- Passage shown

....................

Hematoxylin and eosin staining was performed to examine brain histological changes 4 weeks after ICH. By that time, the hematoma was replaced by a fibroglial cavity. Hematoidin, which consists of bilirubin, was found in the cavity. As described above, neurological functions (forelimb placing, forelimb use asymmetry, and corner turn) in most rats were recovered substantially or completely by that time. In 1 rat, however, there was no recovery of neurological function even at day 28 (forelimb placing score=0, forelimb use asymmetry score=55%, corner turn score=100%). That rat was found to have hydrocephalus and a severe injury to the ipsilateral cortex (Figure 3).
There was a temporal relationship between the ICH-induced forelimb placing deficits and ICH-induced edema. Forelimb placing deficits peaked at day 3 after ICH and almost recovered by day 14. Perihematomal brain edema also peaked at day 3 and resolved by day 14 (Figure 4). There was a negative correlation between forelimb placing score and brain edema (y=−9.6x+817; R2=0.96, P<0.05). Although there was a tendency toward a correlation between forelimb use asymmetry, corner turn score, and brain edema, it did not reach a significant level.
Role of Blood Components in ICH-Induced Behavioral Changes
Intracaudate infusion of thrombin caused severe forelimb placing deficits with only a slow recovery after 2 weeks. Injection of saline also caused a slight forelimb placing deficit on day 1, but there was full recovery by 3 days (Figure 5A).
Thrombin injection also resulted in significant forelimb use asymmetry; this was present on day 1 and lasted at least 4 weeks. There were significant differences between thrombin and saline groups in this parameter at all time points (Figure 5B). With the corner test, the thrombin-treated rats showed an increased percentage of right (ipsiversive) turns compared with saline-treated rats at all time points (Figure 5C).
Hirudin, a thrombin inhibitor, improved ICH-induced forelimb placing (Figure 6A). Forelimb use asymmetry was also improved in the hirudin-treated group at days 1 and 3 (Figure 6B). There were, however, no significant differences in the corner test between the hirudin- and vehicle-treated ICH groups (Figure 6C).

....................

- Work to complete
Repeat everything in the passage on brain changes after ICH from "Thrombin injection also" down to "points (Figure 5C).", word for word. None of the data is used here.

....................

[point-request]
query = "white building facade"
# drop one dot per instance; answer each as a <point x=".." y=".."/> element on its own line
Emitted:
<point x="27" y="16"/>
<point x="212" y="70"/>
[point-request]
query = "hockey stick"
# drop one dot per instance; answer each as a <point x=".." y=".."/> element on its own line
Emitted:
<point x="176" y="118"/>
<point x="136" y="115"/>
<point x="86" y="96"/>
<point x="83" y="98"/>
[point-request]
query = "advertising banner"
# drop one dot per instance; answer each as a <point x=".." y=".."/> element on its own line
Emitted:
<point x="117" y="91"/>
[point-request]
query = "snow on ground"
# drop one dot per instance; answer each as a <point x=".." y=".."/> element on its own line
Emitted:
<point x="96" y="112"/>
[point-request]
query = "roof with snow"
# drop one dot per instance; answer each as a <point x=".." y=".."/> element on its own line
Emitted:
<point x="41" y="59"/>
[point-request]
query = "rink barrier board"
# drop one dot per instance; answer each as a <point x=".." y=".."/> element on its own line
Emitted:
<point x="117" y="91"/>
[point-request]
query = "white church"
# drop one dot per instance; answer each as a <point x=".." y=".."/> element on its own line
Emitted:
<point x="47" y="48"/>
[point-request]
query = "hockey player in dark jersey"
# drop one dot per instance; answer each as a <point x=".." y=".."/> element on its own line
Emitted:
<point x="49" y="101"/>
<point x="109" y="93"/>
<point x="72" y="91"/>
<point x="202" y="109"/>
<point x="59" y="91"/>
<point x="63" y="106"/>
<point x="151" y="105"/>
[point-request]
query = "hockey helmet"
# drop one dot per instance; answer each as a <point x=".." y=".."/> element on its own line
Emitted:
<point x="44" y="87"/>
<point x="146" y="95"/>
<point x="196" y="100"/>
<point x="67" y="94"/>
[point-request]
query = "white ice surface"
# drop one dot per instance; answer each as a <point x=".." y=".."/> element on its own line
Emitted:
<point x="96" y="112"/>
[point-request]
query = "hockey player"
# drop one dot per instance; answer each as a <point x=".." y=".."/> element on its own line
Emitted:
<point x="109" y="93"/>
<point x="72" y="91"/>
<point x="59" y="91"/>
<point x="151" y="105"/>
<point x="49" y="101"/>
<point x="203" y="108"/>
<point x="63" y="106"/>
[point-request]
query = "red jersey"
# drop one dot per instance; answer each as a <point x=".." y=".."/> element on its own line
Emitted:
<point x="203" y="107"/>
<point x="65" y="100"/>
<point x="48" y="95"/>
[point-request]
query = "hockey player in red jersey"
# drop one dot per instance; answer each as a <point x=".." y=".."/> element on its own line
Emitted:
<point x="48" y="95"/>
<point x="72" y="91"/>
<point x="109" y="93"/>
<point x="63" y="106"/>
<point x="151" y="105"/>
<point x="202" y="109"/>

....................

- Reply
Thrombin injection also resulted in significant forelimb use asymmetry; this was present on day 1 and lasted at least 4 weeks. There were significant differences between thrombin and saline groups in this parameter at all time points (Figure 5B). With the corner test, the thrombin-treated rats showed an increased percentage of right (ipsiversive) turns compared with saline-treated rats at all time points (Figure 5C).